Task goal:
Please copy the entries below word for word, leaving out any image.

[Saved entries]
*** Begin section ***

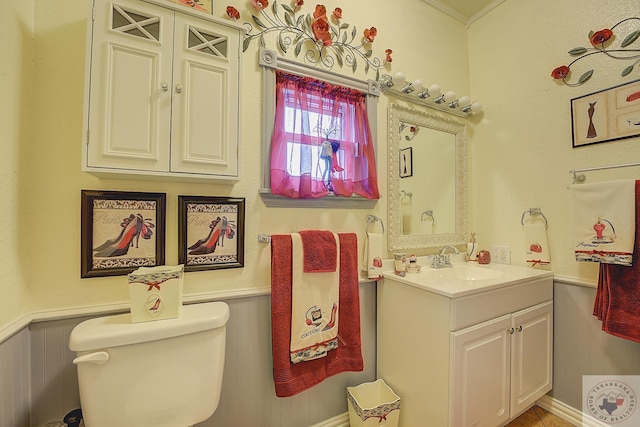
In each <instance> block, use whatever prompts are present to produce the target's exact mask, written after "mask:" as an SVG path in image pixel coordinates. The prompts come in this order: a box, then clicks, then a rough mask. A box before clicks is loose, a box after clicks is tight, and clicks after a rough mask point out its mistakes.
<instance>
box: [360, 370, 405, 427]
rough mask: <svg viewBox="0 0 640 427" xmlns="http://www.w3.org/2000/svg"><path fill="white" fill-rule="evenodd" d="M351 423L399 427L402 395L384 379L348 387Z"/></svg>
mask: <svg viewBox="0 0 640 427" xmlns="http://www.w3.org/2000/svg"><path fill="white" fill-rule="evenodd" d="M347 401H348V404H349V425H350V426H351V427H356V426H376V427H381V426H384V427H397V426H398V419H399V418H400V397H399V396H398V395H397V394H395V393H394V391H393V390H391V388H390V387H389V386H388V385H387V384H386V383H385V382H384V380H382V379H378V380H376V381H373V382H370V383H362V384H360V385H359V386H356V387H347Z"/></svg>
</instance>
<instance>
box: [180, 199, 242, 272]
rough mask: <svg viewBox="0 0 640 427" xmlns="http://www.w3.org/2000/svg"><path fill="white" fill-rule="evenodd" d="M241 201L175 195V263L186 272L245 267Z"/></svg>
mask: <svg viewBox="0 0 640 427" xmlns="http://www.w3.org/2000/svg"><path fill="white" fill-rule="evenodd" d="M244 201H245V199H244V198H240V197H236V198H230V197H208V196H178V224H179V230H178V248H179V249H178V262H179V263H180V264H184V270H185V271H198V270H213V269H221V268H238V267H244Z"/></svg>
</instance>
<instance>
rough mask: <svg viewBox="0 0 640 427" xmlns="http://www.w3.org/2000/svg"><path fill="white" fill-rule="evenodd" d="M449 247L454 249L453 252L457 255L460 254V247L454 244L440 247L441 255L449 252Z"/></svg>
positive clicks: (453, 252) (451, 248) (440, 254)
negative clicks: (457, 247)
mask: <svg viewBox="0 0 640 427" xmlns="http://www.w3.org/2000/svg"><path fill="white" fill-rule="evenodd" d="M447 249H451V250H453V253H454V254H455V255H460V251H459V250H458V248H456V247H455V246H452V245H447V246H444V247H443V248H442V249H440V255H444V254H446V253H447Z"/></svg>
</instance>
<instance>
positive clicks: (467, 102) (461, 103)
mask: <svg viewBox="0 0 640 427" xmlns="http://www.w3.org/2000/svg"><path fill="white" fill-rule="evenodd" d="M470 102H471V98H469V97H468V96H467V95H463V96H461V97H460V99H458V106H459V107H460V108H462V107H466V106H467V105H469V103H470Z"/></svg>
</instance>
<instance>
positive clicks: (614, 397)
mask: <svg viewBox="0 0 640 427" xmlns="http://www.w3.org/2000/svg"><path fill="white" fill-rule="evenodd" d="M638 392H640V375H611V376H607V375H585V376H583V377H582V413H583V416H584V417H585V420H584V421H583V425H584V426H587V425H593V424H590V423H588V420H595V421H598V422H599V423H598V424H599V425H610V426H620V427H627V426H629V427H631V426H639V425H640V412H638V411H636V409H637V405H638V399H637V393H638Z"/></svg>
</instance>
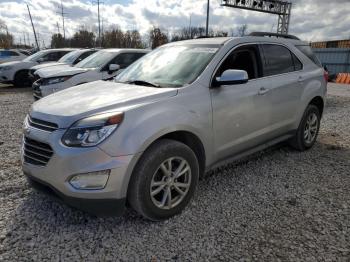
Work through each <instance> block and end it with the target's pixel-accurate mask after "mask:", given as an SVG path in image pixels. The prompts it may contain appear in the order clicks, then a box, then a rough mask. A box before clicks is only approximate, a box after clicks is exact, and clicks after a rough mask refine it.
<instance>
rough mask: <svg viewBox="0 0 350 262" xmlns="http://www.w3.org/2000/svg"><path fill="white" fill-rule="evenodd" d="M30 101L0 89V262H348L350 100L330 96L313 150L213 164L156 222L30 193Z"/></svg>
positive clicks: (255, 154)
mask: <svg viewBox="0 0 350 262" xmlns="http://www.w3.org/2000/svg"><path fill="white" fill-rule="evenodd" d="M31 99H32V98H31V94H30V93H29V92H21V93H11V92H6V93H0V116H1V125H0V165H1V167H0V261H37V260H40V261H41V260H43V261H45V260H46V261H47V260H50V261H51V260H55V261H62V260H65V261H66V260H69V261H109V260H113V261H118V260H121V261H169V260H170V261H171V260H174V261H228V260H230V261H350V192H349V188H350V98H345V97H343V98H342V97H335V96H331V97H329V99H328V102H327V109H326V112H325V116H324V119H323V124H322V128H321V131H320V137H319V140H318V143H317V144H316V145H315V147H314V148H313V149H312V150H310V151H308V152H305V153H299V152H296V151H293V150H292V149H290V148H288V147H287V146H285V145H279V146H276V147H274V148H272V149H269V150H266V151H264V152H262V153H258V154H255V155H253V156H251V157H249V158H247V159H244V160H241V161H239V162H236V163H233V164H231V165H228V166H225V167H222V168H219V169H217V170H215V171H214V172H211V173H209V174H208V175H207V176H206V178H204V179H203V180H201V181H200V183H199V188H198V191H197V194H196V195H195V198H194V200H193V201H192V202H191V204H190V206H189V207H188V208H187V209H186V210H185V211H184V212H183V213H182V214H181V215H179V216H177V217H175V218H172V219H170V220H168V221H165V222H159V223H152V222H148V221H145V220H143V219H142V218H140V217H139V216H138V215H137V214H136V213H135V212H133V211H130V210H128V211H127V212H126V214H125V215H124V216H123V217H120V218H95V217H92V216H89V215H87V214H84V213H82V212H80V211H76V210H73V209H71V208H69V207H67V206H65V205H63V204H60V203H57V202H55V201H53V200H51V199H49V198H47V197H46V196H44V195H42V194H40V193H36V192H34V191H33V190H32V189H30V188H29V187H28V185H27V183H26V181H25V179H24V176H23V174H22V173H21V169H20V162H19V153H18V152H19V143H20V138H21V125H22V120H23V118H24V116H25V113H26V112H27V110H28V108H29V106H30V104H31V101H32V100H31Z"/></svg>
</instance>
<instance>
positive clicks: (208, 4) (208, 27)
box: [205, 0, 210, 37]
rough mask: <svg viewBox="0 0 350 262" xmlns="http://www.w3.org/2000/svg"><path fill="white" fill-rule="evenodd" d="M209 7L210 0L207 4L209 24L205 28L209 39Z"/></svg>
mask: <svg viewBox="0 0 350 262" xmlns="http://www.w3.org/2000/svg"><path fill="white" fill-rule="evenodd" d="M209 5H210V0H208V4H207V24H206V27H205V35H206V36H207V37H208V36H209Z"/></svg>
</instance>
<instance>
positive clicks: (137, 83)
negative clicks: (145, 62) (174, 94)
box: [126, 80, 161, 87]
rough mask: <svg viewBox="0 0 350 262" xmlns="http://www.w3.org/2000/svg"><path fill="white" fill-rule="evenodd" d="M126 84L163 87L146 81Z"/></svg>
mask: <svg viewBox="0 0 350 262" xmlns="http://www.w3.org/2000/svg"><path fill="white" fill-rule="evenodd" d="M126 83H128V84H130V85H139V86H153V87H161V86H160V85H158V84H156V83H151V82H147V81H144V80H133V81H129V82H126Z"/></svg>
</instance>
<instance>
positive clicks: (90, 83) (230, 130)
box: [21, 33, 326, 220]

*** End section ***

Exercise response:
In each <instance> block, use whatever prompts are present to produce the target's exact mask, written after "mask:" as an SVG path in image pixel coordinates. The prompts come in this order: a box, then clicks, then a rough mask. A box before clicks is loose, a box after clicks is tight, and clicks after a rough mask point out its mistakes.
<instance>
box: [360, 370, 405, 427]
rough mask: <svg viewBox="0 0 640 427" xmlns="http://www.w3.org/2000/svg"><path fill="white" fill-rule="evenodd" d="M351 423L399 427L402 395L384 379L348 387Z"/></svg>
mask: <svg viewBox="0 0 640 427" xmlns="http://www.w3.org/2000/svg"><path fill="white" fill-rule="evenodd" d="M347 401H348V404H349V425H350V426H351V427H356V426H376V427H381V426H384V427H397V426H398V419H399V418H400V397H399V396H398V395H397V394H395V393H394V391H393V390H391V388H390V387H389V386H388V385H387V384H386V383H385V382H384V380H382V379H378V380H376V381H373V382H370V383H362V384H360V385H359V386H356V387H347Z"/></svg>
</instance>
<instance>
box: [180, 199, 242, 272]
rough mask: <svg viewBox="0 0 640 427" xmlns="http://www.w3.org/2000/svg"><path fill="white" fill-rule="evenodd" d="M241 201L175 195V263L186 272L245 267Z"/></svg>
mask: <svg viewBox="0 0 640 427" xmlns="http://www.w3.org/2000/svg"><path fill="white" fill-rule="evenodd" d="M244 201H245V199H244V198H240V197H236V198H230V197H208V196H178V224H179V230H178V248H179V249H178V262H179V263H180V264H184V270H185V271H198V270H213V269H221V268H238V267H244Z"/></svg>
</instance>
<instance>
rough mask: <svg viewBox="0 0 640 427" xmlns="http://www.w3.org/2000/svg"><path fill="white" fill-rule="evenodd" d="M449 247L454 249L453 252L457 255L460 254V247L454 244L440 247L441 255L449 252Z"/></svg>
positive clicks: (453, 252) (451, 248) (440, 254)
negative clicks: (457, 247)
mask: <svg viewBox="0 0 640 427" xmlns="http://www.w3.org/2000/svg"><path fill="white" fill-rule="evenodd" d="M447 249H451V250H453V253H454V254H455V255H460V251H459V250H458V248H456V247H455V246H452V245H447V246H444V247H443V248H442V249H440V255H444V254H446V253H447Z"/></svg>
</instance>
<instance>
positive clicks: (467, 102) (461, 103)
mask: <svg viewBox="0 0 640 427" xmlns="http://www.w3.org/2000/svg"><path fill="white" fill-rule="evenodd" d="M470 102H471V98H469V97H468V96H467V95H463V96H461V97H460V99H458V106H459V107H460V108H462V107H466V106H467V105H469V103H470Z"/></svg>
</instance>
<instance>
positive clicks: (614, 397)
mask: <svg viewBox="0 0 640 427" xmlns="http://www.w3.org/2000/svg"><path fill="white" fill-rule="evenodd" d="M638 392H640V375H611V376H607V375H585V376H583V377H582V413H583V416H584V417H585V420H584V421H583V425H584V426H587V425H593V424H590V423H588V420H595V421H598V422H599V423H598V424H599V425H610V426H620V427H627V426H629V427H631V426H639V425H640V412H638V411H636V409H637V405H638V399H637V393H638Z"/></svg>
</instance>
Work through each <instance> block and end it with the target's pixel-accurate mask after "mask:", given as an SVG path in image pixels. The prompts it may contain appear in the order clicks, then a box, then a rough mask. A box before clicks is only approximate, a box after clicks is exact, and clicks after a rough mask refine it.
<instance>
rough mask: <svg viewBox="0 0 350 262" xmlns="http://www.w3.org/2000/svg"><path fill="white" fill-rule="evenodd" d="M30 101L0 89V262H348L350 100L330 96L313 150L213 164L156 222L30 193Z"/></svg>
positive clicks: (255, 154)
mask: <svg viewBox="0 0 350 262" xmlns="http://www.w3.org/2000/svg"><path fill="white" fill-rule="evenodd" d="M31 99H32V98H31V94H30V93H29V92H21V93H11V92H6V93H0V116H1V125H0V165H1V167H0V261H37V260H40V261H41V260H43V261H45V260H46V261H47V260H50V261H51V260H55V261H62V260H65V261H66V260H69V261H109V260H113V261H118V260H121V261H169V260H170V261H171V260H174V261H228V260H230V261H350V192H349V188H350V98H345V97H343V98H342V97H335V96H331V97H329V99H328V102H327V109H326V112H325V116H324V119H323V124H322V128H321V131H320V137H319V140H318V143H317V144H316V145H315V147H314V148H313V149H312V150H310V151H308V152H305V153H299V152H296V151H293V150H292V149H290V148H288V147H287V146H285V145H279V146H276V147H274V148H272V149H269V150H266V151H264V152H262V153H258V154H255V155H253V156H251V157H249V158H247V159H244V160H241V161H239V162H236V163H233V164H231V165H228V166H225V167H222V168H219V169H217V170H215V171H214V172H211V173H209V174H208V175H207V176H206V178H204V179H203V180H201V181H200V183H199V188H198V191H197V194H196V195H195V198H194V200H193V201H192V202H191V204H190V206H189V207H188V208H187V209H186V210H185V211H184V212H183V213H182V214H181V215H179V216H177V217H175V218H172V219H170V220H168V221H165V222H159V223H152V222H148V221H145V220H143V219H142V218H140V217H139V216H138V215H137V214H136V213H135V212H133V211H130V210H128V211H127V212H126V214H125V215H124V216H123V217H120V218H95V217H92V216H89V215H87V214H84V213H82V212H80V211H76V210H73V209H71V208H69V207H67V206H65V205H63V204H60V203H57V202H55V201H53V200H51V199H49V198H47V197H46V196H44V195H42V194H40V193H36V192H34V191H33V190H32V189H30V188H29V187H28V185H27V183H26V181H25V179H24V176H23V174H22V173H21V169H20V162H19V153H18V152H19V143H20V138H21V125H22V120H23V118H24V116H25V113H26V112H27V110H28V108H29V106H30V104H31V101H32V100H31Z"/></svg>
</instance>
<instance>
positive clicks: (208, 4) (208, 27)
box: [205, 0, 210, 37]
rough mask: <svg viewBox="0 0 350 262" xmlns="http://www.w3.org/2000/svg"><path fill="white" fill-rule="evenodd" d="M209 7L210 0L207 4L209 24L205 28L209 39Z"/></svg>
mask: <svg viewBox="0 0 350 262" xmlns="http://www.w3.org/2000/svg"><path fill="white" fill-rule="evenodd" d="M209 5H210V0H208V4H207V24H206V27H205V35H206V36H207V37H208V36H209Z"/></svg>
</instance>
<instance>
positive clicks: (137, 83)
negative clicks: (145, 62) (174, 94)
box: [126, 80, 161, 87]
rough mask: <svg viewBox="0 0 350 262" xmlns="http://www.w3.org/2000/svg"><path fill="white" fill-rule="evenodd" d="M126 84L163 87L146 81Z"/></svg>
mask: <svg viewBox="0 0 350 262" xmlns="http://www.w3.org/2000/svg"><path fill="white" fill-rule="evenodd" d="M126 83H128V84H130V85H139V86H153V87H161V86H160V85H158V84H156V83H151V82H147V81H144V80H133V81H129V82H126Z"/></svg>
</instance>
<instance>
positive clicks: (90, 83) (230, 130)
box: [21, 33, 326, 220]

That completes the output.